***** Records for the exercise
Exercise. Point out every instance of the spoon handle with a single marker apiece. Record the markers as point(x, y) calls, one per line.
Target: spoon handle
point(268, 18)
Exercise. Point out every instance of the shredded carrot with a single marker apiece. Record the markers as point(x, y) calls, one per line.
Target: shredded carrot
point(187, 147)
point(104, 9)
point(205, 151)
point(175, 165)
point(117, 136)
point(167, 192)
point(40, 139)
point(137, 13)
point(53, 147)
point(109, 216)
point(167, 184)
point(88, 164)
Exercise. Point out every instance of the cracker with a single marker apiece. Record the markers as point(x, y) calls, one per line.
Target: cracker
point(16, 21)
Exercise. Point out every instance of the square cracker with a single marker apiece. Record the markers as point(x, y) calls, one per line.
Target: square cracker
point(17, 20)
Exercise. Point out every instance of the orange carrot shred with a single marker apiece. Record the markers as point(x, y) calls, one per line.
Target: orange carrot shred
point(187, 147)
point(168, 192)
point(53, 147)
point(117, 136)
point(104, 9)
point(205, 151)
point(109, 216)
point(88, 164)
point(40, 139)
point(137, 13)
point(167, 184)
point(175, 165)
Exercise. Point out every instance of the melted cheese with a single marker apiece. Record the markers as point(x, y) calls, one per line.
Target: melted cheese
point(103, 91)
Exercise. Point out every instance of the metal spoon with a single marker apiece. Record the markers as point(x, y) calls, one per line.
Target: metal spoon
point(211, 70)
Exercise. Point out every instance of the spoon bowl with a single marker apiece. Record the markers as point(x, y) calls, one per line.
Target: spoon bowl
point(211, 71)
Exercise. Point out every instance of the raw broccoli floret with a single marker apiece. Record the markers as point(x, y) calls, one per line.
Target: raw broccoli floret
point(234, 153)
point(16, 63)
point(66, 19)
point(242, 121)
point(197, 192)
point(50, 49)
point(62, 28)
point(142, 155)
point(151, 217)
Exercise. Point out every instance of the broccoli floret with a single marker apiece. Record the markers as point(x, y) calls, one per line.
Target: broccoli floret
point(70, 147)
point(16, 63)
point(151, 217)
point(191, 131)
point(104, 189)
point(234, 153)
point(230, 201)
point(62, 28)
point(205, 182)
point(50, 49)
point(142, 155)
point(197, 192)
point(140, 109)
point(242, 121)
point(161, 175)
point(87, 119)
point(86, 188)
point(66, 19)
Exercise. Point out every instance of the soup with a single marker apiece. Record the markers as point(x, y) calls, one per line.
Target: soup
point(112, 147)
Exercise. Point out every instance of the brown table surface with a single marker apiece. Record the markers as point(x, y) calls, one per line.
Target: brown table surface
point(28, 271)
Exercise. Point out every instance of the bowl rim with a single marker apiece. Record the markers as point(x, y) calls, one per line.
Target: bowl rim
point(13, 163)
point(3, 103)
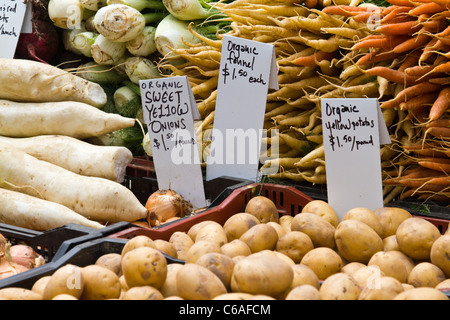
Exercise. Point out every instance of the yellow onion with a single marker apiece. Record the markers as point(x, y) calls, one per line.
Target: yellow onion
point(166, 204)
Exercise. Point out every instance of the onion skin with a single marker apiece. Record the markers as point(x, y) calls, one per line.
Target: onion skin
point(166, 204)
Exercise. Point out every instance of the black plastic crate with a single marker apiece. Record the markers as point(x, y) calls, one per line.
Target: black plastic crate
point(81, 255)
point(216, 190)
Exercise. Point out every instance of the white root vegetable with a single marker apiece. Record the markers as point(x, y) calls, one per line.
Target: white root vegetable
point(95, 198)
point(109, 162)
point(69, 118)
point(33, 81)
point(25, 211)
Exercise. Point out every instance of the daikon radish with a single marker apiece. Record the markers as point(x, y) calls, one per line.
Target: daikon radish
point(25, 211)
point(95, 198)
point(33, 81)
point(109, 162)
point(74, 119)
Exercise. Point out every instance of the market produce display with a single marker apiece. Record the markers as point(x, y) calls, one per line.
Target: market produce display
point(250, 258)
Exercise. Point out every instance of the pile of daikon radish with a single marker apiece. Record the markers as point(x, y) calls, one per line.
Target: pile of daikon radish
point(49, 175)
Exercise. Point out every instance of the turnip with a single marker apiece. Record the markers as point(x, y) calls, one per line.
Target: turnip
point(95, 198)
point(70, 118)
point(25, 211)
point(109, 162)
point(33, 81)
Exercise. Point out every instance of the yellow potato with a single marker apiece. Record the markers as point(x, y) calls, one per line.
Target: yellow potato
point(169, 287)
point(262, 273)
point(367, 216)
point(13, 293)
point(304, 292)
point(195, 282)
point(100, 283)
point(386, 289)
point(220, 264)
point(235, 248)
point(390, 243)
point(142, 293)
point(340, 286)
point(212, 232)
point(425, 274)
point(110, 261)
point(260, 237)
point(200, 248)
point(66, 279)
point(415, 237)
point(236, 225)
point(352, 267)
point(395, 264)
point(323, 261)
point(356, 241)
point(192, 232)
point(136, 242)
point(421, 294)
point(390, 218)
point(440, 253)
point(166, 247)
point(317, 228)
point(368, 276)
point(182, 242)
point(144, 266)
point(263, 208)
point(304, 275)
point(294, 244)
point(323, 209)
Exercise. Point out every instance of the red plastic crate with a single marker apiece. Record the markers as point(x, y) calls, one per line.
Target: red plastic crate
point(288, 200)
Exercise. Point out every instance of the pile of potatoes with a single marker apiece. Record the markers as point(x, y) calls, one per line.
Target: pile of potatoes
point(382, 254)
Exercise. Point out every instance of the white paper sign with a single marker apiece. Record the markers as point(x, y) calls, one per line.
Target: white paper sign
point(168, 112)
point(351, 130)
point(12, 13)
point(247, 70)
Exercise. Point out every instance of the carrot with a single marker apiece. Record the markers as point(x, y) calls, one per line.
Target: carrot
point(426, 8)
point(392, 75)
point(439, 132)
point(441, 104)
point(312, 60)
point(413, 43)
point(109, 162)
point(402, 28)
point(75, 119)
point(410, 92)
point(378, 56)
point(32, 81)
point(37, 214)
point(95, 198)
point(386, 42)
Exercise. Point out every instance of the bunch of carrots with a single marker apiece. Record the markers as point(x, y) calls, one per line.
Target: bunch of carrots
point(344, 50)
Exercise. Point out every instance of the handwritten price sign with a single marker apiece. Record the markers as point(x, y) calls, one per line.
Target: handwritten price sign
point(353, 132)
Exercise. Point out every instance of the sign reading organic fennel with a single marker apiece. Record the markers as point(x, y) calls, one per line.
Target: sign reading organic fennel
point(247, 70)
point(12, 13)
point(353, 130)
point(169, 110)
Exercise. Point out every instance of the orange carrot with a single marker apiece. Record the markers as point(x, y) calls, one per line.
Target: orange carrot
point(441, 104)
point(426, 8)
point(373, 57)
point(402, 28)
point(312, 60)
point(439, 132)
point(386, 42)
point(421, 101)
point(410, 92)
point(416, 41)
point(392, 75)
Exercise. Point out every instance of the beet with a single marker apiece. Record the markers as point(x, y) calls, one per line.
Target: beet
point(43, 43)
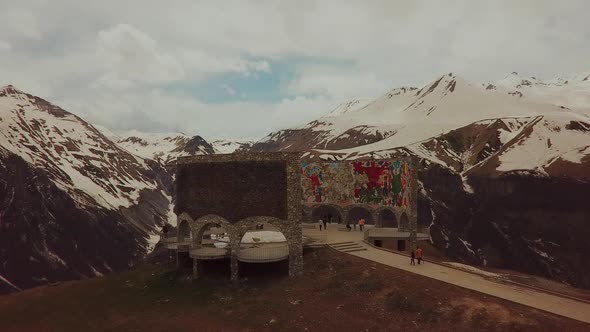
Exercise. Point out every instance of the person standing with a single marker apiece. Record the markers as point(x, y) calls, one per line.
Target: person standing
**********
Exercise requirements
Reproduce the rows from the start through the line containing "point(17, 20)", changing every "Exercise" to "Task" and leaving everything else as it stands.

Response for this exercise
Task. Point out every instance of the spoon handle with a single marker apiece. Record the markers as point(x, y) calls, one per line.
Target: spoon handle
point(268, 18)
Task. Point out every instance of the shredded carrot with a single marker apiece. Record the markers as point(x, y) calls, one per line.
Target: shredded carrot
point(187, 147)
point(104, 9)
point(205, 151)
point(175, 165)
point(117, 136)
point(167, 192)
point(40, 139)
point(137, 13)
point(53, 147)
point(109, 216)
point(167, 184)
point(88, 164)
Task. Point out every instance of the cracker with a single marker apiece. Record the markers as point(x, y) calls, one per line.
Target: cracker
point(16, 21)
Task. Point out every instance of the square cracker with a single marker apiece. Record the markers as point(x, y) calls, one per line.
Target: square cracker
point(17, 20)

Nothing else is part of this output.